GIVEN PASSAGE.
┌──

Running CWL workflows on Puhti with toil-cwl-runner
The Common Workflow Language is a popular set of open standards implemented by several workflow runners and platforms. The CWL standards are targeted at creating portable workflows made of command line programs. The steps can be written in any compiled or interpreted language. Sub-workflows, optional steps, scatter-gather, and implicit parallelism are just some of the features.
The Toil workflow system supports running CWL on a variety of schedulers and systems.
This page describes how run CWL worklflows on Puhti using toil-cwl-runner
, including the usage of apptainer
to execute any provided Docker-format containers.
Strengths of the Common Workflow Language standards
- Open standard (free to read, free to contribute to) governed by a not-for-profit charity which is legally obligated to work in the public interest.
- Multiple implementations of the CWL standards
- Used in many different fields of research
- YAML based syntax with special support in many IDEs
- Support, but does not require, software containers. Can also work with conda packages,
module load
environments, and locally available software. - CWL's model works hard to keep site-specific deatuls out of the workflow definition. Enabling portability between laptops, clusters, and cloud systems.
Strengths of toil-cwl-runner
- Supports sending jobs to Slurm, translating CWL resource requirements to Slurm resources specifications.
- Even when using Slurm, (sub-)tasks do not have to have identical resource requirements.
- Can also run on other batch systems: Grid Engine, Torque, LSF, HTCondor.
- Launches and monitors Slurm jobs for you. Also constructs the
apptainer
commands (or some other software container engine as appropriate:docker
,podman
,singularity
,udocker
). - No database needs to be setup.
Disadvantages for using toil-cwl-runner
- Just a workflow runner. Won't manage your data, or keep track of previous workflow runs.
Installing toil-cwl-runner
using Tykky
Create a containerized installation of toil
with CWL
plugin, along with nodejs
to provide helpful tools for debugging toil
internals.
The Conda environment to be containerized is defined in the file environment.yml
.

└──

LISTED ENTRIES.

┌──

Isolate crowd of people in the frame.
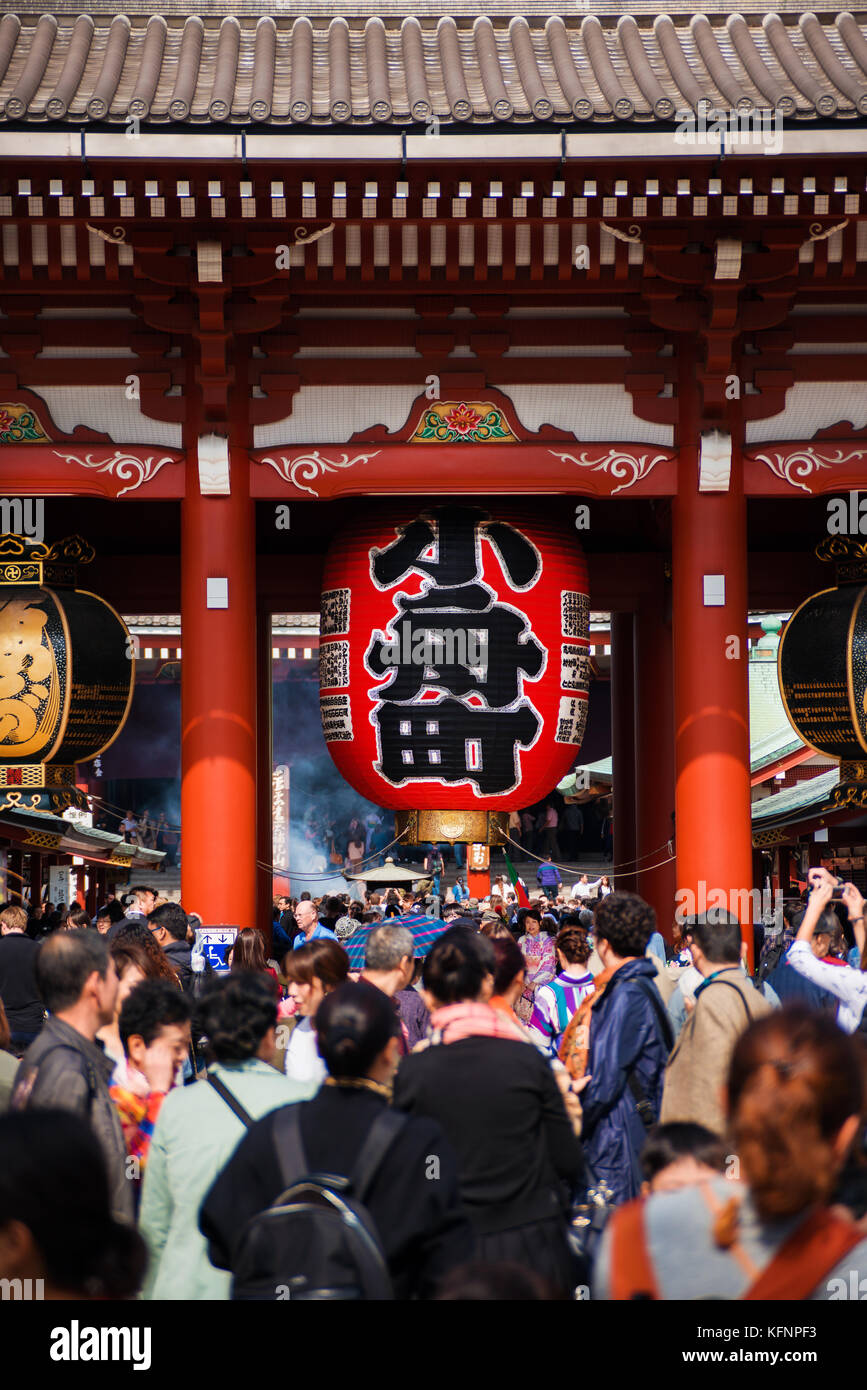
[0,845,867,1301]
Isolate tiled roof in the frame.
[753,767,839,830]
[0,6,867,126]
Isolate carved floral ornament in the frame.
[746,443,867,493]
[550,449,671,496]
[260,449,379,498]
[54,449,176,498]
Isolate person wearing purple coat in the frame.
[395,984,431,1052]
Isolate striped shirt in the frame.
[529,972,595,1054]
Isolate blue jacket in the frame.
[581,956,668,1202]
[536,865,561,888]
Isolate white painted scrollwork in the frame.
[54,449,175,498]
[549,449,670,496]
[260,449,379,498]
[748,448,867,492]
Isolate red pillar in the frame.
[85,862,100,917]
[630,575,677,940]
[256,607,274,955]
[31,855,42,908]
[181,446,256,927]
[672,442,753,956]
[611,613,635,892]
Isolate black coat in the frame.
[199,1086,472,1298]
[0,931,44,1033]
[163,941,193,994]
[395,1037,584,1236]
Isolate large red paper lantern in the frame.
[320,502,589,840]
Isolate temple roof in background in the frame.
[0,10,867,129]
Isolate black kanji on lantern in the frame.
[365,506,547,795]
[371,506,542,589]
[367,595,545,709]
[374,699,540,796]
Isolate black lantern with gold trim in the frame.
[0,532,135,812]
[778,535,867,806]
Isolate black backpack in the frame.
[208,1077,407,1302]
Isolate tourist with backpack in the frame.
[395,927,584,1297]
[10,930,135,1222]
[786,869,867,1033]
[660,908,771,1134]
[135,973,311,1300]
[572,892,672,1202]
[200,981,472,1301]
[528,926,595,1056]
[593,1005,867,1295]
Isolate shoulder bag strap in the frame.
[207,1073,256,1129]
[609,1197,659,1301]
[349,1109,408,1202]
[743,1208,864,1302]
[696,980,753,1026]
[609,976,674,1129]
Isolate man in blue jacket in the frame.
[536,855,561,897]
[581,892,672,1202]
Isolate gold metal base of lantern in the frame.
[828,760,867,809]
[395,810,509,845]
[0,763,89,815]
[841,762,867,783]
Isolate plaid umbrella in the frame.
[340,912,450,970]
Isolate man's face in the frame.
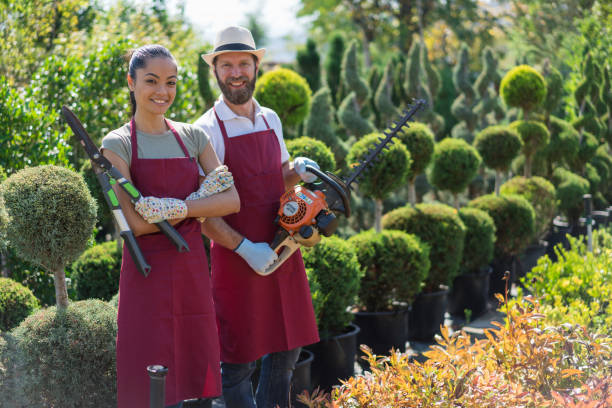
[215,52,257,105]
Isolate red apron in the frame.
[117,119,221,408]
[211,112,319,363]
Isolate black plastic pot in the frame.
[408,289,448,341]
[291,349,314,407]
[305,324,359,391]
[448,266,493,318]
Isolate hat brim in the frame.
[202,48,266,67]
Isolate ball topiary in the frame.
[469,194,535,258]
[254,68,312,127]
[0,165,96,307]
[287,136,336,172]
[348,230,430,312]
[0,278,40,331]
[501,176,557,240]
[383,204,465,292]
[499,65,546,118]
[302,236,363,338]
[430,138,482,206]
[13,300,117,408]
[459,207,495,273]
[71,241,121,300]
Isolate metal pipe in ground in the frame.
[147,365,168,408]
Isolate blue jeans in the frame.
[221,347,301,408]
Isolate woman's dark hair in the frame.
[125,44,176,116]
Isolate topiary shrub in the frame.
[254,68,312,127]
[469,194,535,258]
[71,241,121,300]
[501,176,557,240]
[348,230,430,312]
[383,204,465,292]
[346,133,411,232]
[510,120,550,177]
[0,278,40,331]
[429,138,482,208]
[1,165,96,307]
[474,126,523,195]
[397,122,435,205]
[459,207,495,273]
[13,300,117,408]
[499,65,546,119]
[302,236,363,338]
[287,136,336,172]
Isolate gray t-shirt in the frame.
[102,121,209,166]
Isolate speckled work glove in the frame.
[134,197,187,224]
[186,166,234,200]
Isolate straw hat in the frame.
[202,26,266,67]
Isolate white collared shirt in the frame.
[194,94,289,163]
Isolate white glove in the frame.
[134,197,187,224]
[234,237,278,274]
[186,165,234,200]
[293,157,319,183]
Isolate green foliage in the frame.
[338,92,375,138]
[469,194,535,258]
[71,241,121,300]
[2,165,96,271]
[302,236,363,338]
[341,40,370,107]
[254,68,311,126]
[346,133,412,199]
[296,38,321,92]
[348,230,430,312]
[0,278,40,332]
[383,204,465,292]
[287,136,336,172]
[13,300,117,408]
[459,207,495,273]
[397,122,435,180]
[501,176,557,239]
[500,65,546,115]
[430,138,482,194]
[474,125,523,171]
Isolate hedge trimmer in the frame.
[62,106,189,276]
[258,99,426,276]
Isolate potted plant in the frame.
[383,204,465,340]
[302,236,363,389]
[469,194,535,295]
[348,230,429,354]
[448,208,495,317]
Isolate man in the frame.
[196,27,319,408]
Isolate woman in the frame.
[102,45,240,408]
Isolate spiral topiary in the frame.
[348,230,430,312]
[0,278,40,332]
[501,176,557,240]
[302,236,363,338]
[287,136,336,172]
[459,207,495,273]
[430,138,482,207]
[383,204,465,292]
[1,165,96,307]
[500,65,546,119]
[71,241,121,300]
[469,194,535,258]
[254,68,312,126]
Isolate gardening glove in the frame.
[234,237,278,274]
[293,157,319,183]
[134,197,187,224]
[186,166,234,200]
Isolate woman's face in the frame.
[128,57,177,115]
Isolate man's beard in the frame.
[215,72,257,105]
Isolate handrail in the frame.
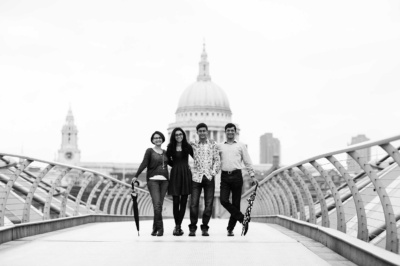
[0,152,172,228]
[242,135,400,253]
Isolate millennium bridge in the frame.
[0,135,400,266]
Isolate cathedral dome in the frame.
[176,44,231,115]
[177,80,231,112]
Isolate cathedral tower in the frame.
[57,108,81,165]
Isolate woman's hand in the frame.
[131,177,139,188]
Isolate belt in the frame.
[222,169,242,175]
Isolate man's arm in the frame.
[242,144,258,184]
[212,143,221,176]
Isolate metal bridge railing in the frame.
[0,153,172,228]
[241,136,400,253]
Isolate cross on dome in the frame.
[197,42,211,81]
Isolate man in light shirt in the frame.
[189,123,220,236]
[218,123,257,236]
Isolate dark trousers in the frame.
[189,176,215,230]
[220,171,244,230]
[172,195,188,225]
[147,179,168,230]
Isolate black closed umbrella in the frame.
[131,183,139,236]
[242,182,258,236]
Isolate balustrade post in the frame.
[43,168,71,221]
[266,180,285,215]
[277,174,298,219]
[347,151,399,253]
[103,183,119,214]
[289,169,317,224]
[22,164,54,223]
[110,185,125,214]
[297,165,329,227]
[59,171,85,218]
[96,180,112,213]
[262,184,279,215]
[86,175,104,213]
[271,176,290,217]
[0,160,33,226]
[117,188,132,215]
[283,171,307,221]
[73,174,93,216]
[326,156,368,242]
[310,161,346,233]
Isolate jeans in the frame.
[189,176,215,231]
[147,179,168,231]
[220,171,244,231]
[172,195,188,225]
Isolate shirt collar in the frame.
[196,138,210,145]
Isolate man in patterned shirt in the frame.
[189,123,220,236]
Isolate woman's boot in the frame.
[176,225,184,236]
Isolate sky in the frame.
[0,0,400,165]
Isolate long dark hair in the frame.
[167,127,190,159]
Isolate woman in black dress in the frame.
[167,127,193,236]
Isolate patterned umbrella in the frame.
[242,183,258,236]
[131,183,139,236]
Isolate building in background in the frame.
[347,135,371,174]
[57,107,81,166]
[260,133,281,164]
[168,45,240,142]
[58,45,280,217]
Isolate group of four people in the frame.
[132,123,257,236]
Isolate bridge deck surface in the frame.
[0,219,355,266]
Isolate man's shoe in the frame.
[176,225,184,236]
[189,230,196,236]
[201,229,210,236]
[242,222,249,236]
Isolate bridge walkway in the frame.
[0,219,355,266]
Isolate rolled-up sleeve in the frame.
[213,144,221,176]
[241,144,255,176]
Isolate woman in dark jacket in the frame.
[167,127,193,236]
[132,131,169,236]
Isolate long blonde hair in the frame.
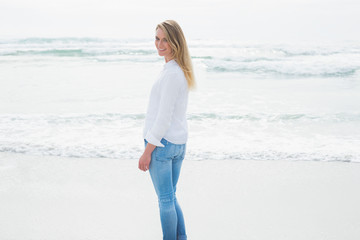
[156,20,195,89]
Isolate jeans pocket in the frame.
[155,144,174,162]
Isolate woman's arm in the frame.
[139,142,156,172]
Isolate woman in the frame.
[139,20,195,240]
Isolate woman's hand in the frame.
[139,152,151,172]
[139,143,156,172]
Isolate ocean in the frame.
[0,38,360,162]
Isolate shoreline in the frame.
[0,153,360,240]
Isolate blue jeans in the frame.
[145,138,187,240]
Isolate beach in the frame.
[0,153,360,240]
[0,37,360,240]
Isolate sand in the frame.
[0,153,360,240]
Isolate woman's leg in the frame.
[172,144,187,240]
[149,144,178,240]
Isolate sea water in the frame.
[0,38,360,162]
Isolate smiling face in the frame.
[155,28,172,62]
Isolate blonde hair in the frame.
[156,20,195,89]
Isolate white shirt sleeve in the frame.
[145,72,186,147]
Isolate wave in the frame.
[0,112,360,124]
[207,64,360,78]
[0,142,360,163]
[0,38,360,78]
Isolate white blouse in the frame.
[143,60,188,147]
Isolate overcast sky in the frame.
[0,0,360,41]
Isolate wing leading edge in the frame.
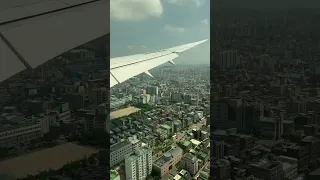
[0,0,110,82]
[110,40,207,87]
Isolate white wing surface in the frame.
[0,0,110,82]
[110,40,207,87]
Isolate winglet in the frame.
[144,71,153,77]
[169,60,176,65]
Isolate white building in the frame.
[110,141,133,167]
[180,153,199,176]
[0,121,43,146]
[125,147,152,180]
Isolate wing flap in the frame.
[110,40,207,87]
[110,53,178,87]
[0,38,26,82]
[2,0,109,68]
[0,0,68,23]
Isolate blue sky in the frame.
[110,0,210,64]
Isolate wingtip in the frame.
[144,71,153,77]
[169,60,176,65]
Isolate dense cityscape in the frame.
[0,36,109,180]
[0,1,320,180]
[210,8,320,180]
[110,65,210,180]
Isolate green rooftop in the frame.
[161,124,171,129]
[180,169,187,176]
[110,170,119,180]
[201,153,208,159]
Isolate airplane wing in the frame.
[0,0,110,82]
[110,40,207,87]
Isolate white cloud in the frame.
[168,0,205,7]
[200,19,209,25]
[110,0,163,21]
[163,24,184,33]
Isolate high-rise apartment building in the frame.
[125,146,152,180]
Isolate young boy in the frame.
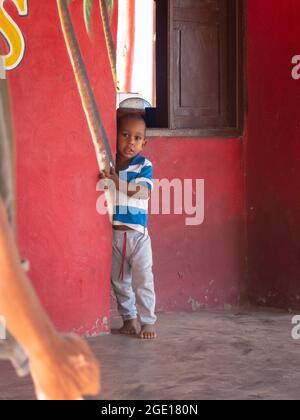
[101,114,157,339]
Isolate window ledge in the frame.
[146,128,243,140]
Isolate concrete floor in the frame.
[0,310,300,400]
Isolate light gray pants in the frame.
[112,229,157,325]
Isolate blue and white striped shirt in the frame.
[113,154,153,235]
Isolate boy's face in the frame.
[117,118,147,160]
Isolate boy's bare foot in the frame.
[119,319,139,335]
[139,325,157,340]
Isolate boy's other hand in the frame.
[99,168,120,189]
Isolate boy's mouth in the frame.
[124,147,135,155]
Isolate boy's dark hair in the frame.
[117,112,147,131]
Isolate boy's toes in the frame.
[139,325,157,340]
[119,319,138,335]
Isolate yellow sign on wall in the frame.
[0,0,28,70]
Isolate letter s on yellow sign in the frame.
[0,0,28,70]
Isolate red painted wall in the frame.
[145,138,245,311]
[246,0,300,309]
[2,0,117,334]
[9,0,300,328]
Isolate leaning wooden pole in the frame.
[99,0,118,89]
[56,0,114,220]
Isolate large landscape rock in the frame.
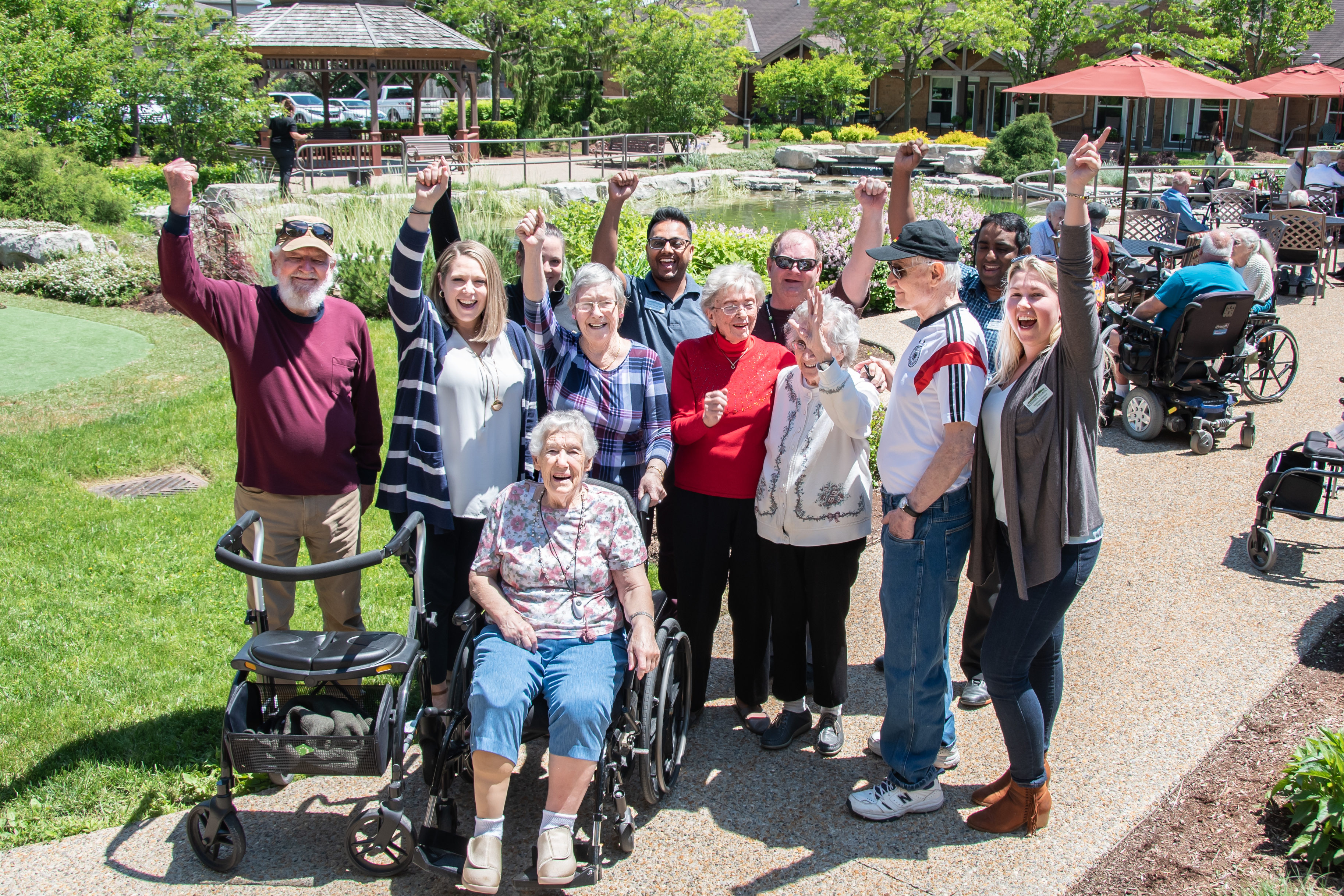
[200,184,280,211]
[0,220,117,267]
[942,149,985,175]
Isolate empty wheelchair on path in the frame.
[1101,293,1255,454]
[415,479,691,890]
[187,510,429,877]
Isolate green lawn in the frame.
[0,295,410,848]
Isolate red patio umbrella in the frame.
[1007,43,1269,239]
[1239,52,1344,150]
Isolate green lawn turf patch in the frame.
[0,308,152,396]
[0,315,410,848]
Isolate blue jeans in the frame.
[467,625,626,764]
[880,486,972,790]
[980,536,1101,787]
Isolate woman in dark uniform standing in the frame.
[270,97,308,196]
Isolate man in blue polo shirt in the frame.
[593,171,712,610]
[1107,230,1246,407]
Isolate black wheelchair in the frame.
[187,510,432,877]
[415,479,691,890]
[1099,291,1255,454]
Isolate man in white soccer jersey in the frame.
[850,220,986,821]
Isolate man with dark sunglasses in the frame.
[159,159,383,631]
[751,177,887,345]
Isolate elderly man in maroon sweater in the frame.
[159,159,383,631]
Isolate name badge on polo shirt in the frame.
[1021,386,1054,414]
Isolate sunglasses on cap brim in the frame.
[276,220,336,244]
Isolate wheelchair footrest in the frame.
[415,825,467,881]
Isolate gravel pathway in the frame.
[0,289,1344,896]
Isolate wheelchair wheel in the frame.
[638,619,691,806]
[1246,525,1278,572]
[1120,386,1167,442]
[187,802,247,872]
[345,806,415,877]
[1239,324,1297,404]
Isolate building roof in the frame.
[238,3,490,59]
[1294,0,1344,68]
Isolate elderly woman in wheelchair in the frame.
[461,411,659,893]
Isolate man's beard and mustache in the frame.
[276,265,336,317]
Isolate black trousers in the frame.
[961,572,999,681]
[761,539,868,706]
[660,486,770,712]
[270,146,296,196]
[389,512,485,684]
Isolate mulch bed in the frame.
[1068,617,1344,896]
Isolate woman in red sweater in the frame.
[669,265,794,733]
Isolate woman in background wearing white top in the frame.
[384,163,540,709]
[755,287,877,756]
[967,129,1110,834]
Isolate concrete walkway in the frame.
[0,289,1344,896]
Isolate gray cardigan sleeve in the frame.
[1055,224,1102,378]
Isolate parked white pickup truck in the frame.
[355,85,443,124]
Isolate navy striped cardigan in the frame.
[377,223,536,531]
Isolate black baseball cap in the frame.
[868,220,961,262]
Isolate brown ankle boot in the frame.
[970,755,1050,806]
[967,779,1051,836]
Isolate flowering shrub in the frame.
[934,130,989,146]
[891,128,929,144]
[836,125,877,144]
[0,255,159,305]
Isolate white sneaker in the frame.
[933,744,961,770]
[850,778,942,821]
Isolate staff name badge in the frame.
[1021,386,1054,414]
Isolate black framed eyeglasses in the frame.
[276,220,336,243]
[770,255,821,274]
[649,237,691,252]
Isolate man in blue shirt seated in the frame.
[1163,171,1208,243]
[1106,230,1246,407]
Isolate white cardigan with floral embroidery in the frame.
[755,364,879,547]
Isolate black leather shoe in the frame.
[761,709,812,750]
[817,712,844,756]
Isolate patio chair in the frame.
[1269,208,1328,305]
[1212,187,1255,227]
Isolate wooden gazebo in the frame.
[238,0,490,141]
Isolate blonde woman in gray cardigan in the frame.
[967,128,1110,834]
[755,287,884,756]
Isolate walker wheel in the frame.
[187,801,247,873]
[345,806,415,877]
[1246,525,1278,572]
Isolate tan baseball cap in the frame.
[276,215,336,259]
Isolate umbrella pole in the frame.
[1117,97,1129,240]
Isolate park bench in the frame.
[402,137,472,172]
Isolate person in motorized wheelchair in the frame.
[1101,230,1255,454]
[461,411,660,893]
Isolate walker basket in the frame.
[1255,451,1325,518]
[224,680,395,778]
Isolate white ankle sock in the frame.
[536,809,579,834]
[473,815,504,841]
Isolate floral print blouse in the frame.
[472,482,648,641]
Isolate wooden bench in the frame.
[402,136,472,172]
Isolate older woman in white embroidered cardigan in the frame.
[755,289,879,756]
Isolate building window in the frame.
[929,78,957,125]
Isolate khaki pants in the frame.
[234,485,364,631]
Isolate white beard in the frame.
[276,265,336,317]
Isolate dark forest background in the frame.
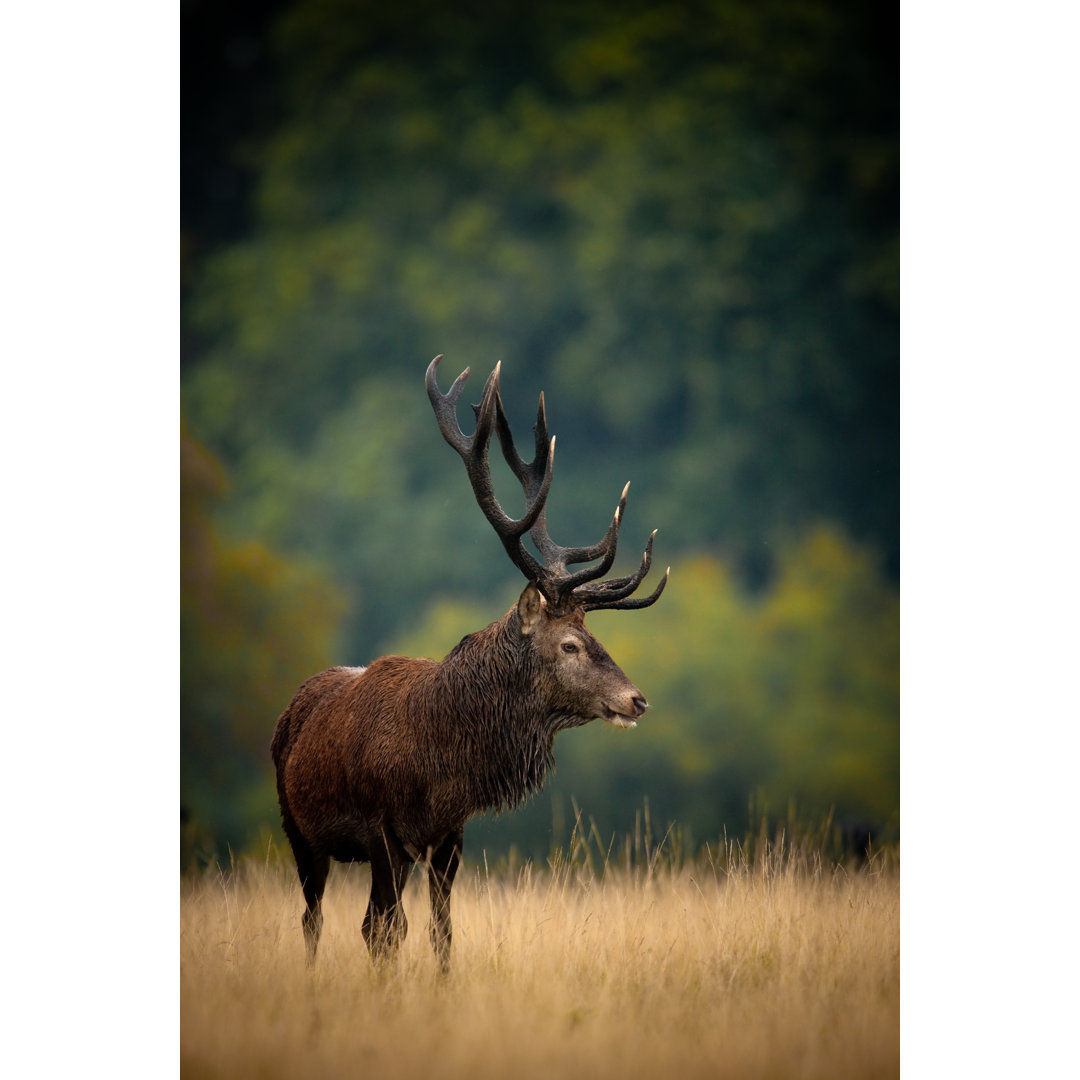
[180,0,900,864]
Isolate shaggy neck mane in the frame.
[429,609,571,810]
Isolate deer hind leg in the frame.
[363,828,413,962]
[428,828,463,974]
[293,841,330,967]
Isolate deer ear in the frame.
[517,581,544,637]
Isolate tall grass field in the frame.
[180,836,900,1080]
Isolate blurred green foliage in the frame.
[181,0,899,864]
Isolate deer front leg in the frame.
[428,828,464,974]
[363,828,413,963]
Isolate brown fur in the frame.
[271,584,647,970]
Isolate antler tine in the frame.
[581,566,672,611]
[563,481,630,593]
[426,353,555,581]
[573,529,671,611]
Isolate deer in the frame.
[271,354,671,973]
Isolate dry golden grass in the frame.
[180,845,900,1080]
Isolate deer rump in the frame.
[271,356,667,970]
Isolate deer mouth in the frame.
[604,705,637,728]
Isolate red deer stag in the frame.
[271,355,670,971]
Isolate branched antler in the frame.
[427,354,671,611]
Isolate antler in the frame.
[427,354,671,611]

└──

TASK INSTRUCTIONS.
a) Print the part of the toil-cwl-runner page above starting with "- Launches and" and going on through "previous workflow runs.".
b) Using the toil-cwl-runner page above, decide whether each statement agrees with it, answering yes or no and quoting the words of the page that decide it: (i) toil-cwl-runner requires a database to be set up; (ii) the steps of a CWL workflow must be written in a compiled language; (iii) toil-cwl-runner can run on HTCondor.
c) Translate this sentence from the toil-cwl-runner page above into Spanish: "The Toil workflow system supports running CWL on a variety of schedulers and systems."

RESULTS IN ORDER.
a)
- Launches and monitors Slurm jobs for you. Also constructs the
apptainer
commands (or some other software container engine as appropriate:docker
,podman
,singularity
,udocker
). - No database needs to be setup.
Disadvantages for using toil-cwl-runner
- Just a workflow runner. Won't manage your data, or keep track of previous workflow runs.

b)
(i) No: "No database needs to be setup."
(ii) No: "The steps can be written in any compiled or interpreted language."
(iii) Yes: "Can also run on other batch systems: Grid Engine, Torque, LSF, HTCondor."

c) El sistema de flujos de trabajo Toil permite ejecutar CWL en diversos planificadores y sistemas.